▶ What the task asks:
Rewrite the data below, changing every "a dot for each instance" to "one dot per instance" and keeping everything else the same.

▶ Point labeling dataset excerpts:

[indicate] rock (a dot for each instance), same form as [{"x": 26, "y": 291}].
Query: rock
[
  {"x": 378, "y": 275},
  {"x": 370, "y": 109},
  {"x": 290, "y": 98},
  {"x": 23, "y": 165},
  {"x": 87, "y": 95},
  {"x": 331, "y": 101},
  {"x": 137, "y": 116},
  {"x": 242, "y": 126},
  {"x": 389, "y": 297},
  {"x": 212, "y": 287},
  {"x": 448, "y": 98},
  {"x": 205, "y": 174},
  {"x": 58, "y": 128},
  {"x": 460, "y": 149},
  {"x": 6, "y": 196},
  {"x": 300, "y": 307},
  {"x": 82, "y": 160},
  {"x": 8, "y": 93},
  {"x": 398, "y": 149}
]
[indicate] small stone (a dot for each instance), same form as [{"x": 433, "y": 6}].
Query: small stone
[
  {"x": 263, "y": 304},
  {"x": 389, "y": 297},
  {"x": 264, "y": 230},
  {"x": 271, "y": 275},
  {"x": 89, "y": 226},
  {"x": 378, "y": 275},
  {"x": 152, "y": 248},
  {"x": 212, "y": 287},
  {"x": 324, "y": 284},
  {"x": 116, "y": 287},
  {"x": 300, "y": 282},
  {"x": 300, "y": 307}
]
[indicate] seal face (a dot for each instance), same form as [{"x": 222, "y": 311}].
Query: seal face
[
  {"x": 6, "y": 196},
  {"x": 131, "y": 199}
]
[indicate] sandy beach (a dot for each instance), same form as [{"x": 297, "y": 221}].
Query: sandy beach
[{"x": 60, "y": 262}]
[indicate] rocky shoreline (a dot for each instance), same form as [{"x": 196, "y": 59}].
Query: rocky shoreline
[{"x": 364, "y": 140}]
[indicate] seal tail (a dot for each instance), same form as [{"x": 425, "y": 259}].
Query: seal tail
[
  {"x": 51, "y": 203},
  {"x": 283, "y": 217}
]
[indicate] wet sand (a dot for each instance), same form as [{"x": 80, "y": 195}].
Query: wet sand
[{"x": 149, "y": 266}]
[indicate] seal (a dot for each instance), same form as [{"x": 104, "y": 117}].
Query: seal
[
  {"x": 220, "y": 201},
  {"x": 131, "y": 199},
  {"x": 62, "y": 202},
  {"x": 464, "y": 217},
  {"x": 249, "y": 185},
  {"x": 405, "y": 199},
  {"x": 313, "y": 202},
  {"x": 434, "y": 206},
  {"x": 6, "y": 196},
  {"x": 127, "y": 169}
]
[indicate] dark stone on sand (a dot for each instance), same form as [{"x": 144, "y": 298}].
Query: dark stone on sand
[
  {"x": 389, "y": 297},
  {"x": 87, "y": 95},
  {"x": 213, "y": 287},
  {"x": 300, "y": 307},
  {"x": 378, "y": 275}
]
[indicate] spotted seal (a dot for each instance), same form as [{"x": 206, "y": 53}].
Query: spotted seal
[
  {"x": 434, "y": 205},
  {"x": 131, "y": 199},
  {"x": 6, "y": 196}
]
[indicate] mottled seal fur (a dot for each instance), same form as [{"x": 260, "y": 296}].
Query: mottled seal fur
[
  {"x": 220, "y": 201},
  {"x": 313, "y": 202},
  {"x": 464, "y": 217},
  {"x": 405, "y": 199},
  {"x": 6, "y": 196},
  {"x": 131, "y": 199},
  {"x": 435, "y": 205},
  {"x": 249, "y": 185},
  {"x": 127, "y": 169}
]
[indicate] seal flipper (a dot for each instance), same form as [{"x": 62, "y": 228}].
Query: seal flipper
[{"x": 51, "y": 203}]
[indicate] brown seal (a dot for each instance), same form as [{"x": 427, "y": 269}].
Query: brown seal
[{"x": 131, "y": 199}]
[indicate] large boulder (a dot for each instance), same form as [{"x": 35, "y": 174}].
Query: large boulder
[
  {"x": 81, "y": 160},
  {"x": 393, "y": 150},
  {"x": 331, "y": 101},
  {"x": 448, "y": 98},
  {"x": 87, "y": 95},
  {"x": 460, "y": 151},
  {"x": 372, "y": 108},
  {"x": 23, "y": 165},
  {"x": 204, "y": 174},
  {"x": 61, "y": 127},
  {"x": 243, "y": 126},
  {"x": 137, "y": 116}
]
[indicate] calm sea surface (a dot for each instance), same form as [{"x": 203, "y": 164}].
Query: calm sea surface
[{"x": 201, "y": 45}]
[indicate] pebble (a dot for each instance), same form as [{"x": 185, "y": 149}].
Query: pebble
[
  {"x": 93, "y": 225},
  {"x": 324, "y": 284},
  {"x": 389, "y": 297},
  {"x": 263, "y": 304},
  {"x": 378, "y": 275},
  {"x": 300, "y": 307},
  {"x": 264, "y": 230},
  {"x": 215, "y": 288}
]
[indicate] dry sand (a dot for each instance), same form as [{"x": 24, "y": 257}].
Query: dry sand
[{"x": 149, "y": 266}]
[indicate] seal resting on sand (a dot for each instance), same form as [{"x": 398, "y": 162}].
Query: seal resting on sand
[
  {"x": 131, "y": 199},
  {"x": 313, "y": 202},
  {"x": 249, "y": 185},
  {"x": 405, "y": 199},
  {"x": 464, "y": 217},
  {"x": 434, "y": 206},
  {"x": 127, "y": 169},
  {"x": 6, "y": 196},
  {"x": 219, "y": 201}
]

▶ The output:
[indicate] rock (one dot per instance), same form as [{"x": 26, "y": 291}].
Query: rock
[
  {"x": 378, "y": 275},
  {"x": 370, "y": 109},
  {"x": 290, "y": 98},
  {"x": 23, "y": 165},
  {"x": 87, "y": 95},
  {"x": 331, "y": 101},
  {"x": 137, "y": 116},
  {"x": 242, "y": 126},
  {"x": 389, "y": 297},
  {"x": 212, "y": 287},
  {"x": 448, "y": 98},
  {"x": 205, "y": 174},
  {"x": 58, "y": 128},
  {"x": 460, "y": 149},
  {"x": 6, "y": 196},
  {"x": 300, "y": 307},
  {"x": 82, "y": 160},
  {"x": 8, "y": 93},
  {"x": 398, "y": 149}
]
[indicate] small stone (one dot per instance), same form as [{"x": 433, "y": 6}].
Query: small stone
[
  {"x": 263, "y": 304},
  {"x": 389, "y": 297},
  {"x": 264, "y": 230},
  {"x": 271, "y": 275},
  {"x": 89, "y": 226},
  {"x": 378, "y": 275},
  {"x": 152, "y": 248},
  {"x": 212, "y": 287},
  {"x": 324, "y": 284},
  {"x": 116, "y": 287},
  {"x": 300, "y": 282},
  {"x": 300, "y": 307}
]
[indicate] seal face (one dot per instance), same form as [{"x": 222, "y": 311}].
Query: seal face
[
  {"x": 6, "y": 196},
  {"x": 131, "y": 199}
]
[indicate] sandy beach (one dot per instance), same form as [{"x": 297, "y": 221}].
Query: sandy beach
[{"x": 60, "y": 262}]
[indicate] rocky shoreline (one dot per instance), same form as [{"x": 196, "y": 59}].
Query: rocky shoreline
[{"x": 364, "y": 140}]
[indicate] seal tail (one dot per instance), same form as [{"x": 425, "y": 259}].
Query: seal tail
[
  {"x": 51, "y": 203},
  {"x": 283, "y": 217}
]
[indicate] wet sand (one dot per instance), same form as [{"x": 80, "y": 195}].
Query: wet sand
[{"x": 149, "y": 266}]
[indicate] seal (one dot per instance), same form as [{"x": 104, "y": 117}].
Query: seal
[
  {"x": 220, "y": 201},
  {"x": 131, "y": 199},
  {"x": 62, "y": 202},
  {"x": 464, "y": 217},
  {"x": 249, "y": 185},
  {"x": 405, "y": 199},
  {"x": 313, "y": 202},
  {"x": 434, "y": 206},
  {"x": 6, "y": 196},
  {"x": 127, "y": 169}
]
[indicate] dark stone on sand (one dot per instance), same form as [{"x": 144, "y": 298}].
Query: dark stone on sand
[
  {"x": 389, "y": 297},
  {"x": 87, "y": 95},
  {"x": 213, "y": 287},
  {"x": 300, "y": 307},
  {"x": 378, "y": 275}
]
[indicate] spotted seal (one dot per instance), same form as [{"x": 206, "y": 53}].
Query: spotted seal
[
  {"x": 434, "y": 205},
  {"x": 131, "y": 199},
  {"x": 6, "y": 196}
]
[indicate] mottled seal fur (one dot per instance), same form as [{"x": 260, "y": 296}].
Query: mottled seal fur
[
  {"x": 220, "y": 201},
  {"x": 313, "y": 202},
  {"x": 464, "y": 217},
  {"x": 405, "y": 199},
  {"x": 6, "y": 196},
  {"x": 131, "y": 199},
  {"x": 435, "y": 205},
  {"x": 249, "y": 185},
  {"x": 127, "y": 169}
]
[indicate] seal flipper (one dot per instance), same form as [{"x": 62, "y": 228}].
Query: seal flipper
[{"x": 51, "y": 203}]
[indicate] brown seal (one dot per instance), same form as [{"x": 427, "y": 269}].
Query: brown seal
[{"x": 131, "y": 199}]
[indicate] large boulder (one dot per instance), same form as [{"x": 35, "y": 174}].
Query: large boulder
[
  {"x": 81, "y": 160},
  {"x": 393, "y": 150},
  {"x": 331, "y": 101},
  {"x": 448, "y": 98},
  {"x": 87, "y": 95},
  {"x": 460, "y": 151},
  {"x": 372, "y": 108},
  {"x": 23, "y": 165},
  {"x": 204, "y": 174},
  {"x": 61, "y": 127},
  {"x": 243, "y": 126},
  {"x": 137, "y": 116}
]
[indicate] calm sea surface (one dot per instance), same form as [{"x": 203, "y": 164}].
Query: calm sea surface
[{"x": 201, "y": 45}]
[indicate] pebble (one dot per instance), same form as [{"x": 185, "y": 149}].
Query: pebble
[
  {"x": 93, "y": 225},
  {"x": 324, "y": 284},
  {"x": 389, "y": 297},
  {"x": 263, "y": 304},
  {"x": 378, "y": 275},
  {"x": 300, "y": 307},
  {"x": 264, "y": 230},
  {"x": 215, "y": 288}
]
[indicate] dry sand (one dot per instance), same form as [{"x": 24, "y": 257}].
Query: dry sand
[{"x": 149, "y": 266}]
[indicate] seal resting on sand (one dot per instance), same form as [{"x": 398, "y": 162}].
Query: seal resting on sand
[
  {"x": 131, "y": 199},
  {"x": 313, "y": 202},
  {"x": 249, "y": 185},
  {"x": 405, "y": 199},
  {"x": 464, "y": 217},
  {"x": 434, "y": 206},
  {"x": 127, "y": 169},
  {"x": 6, "y": 196},
  {"x": 219, "y": 201}
]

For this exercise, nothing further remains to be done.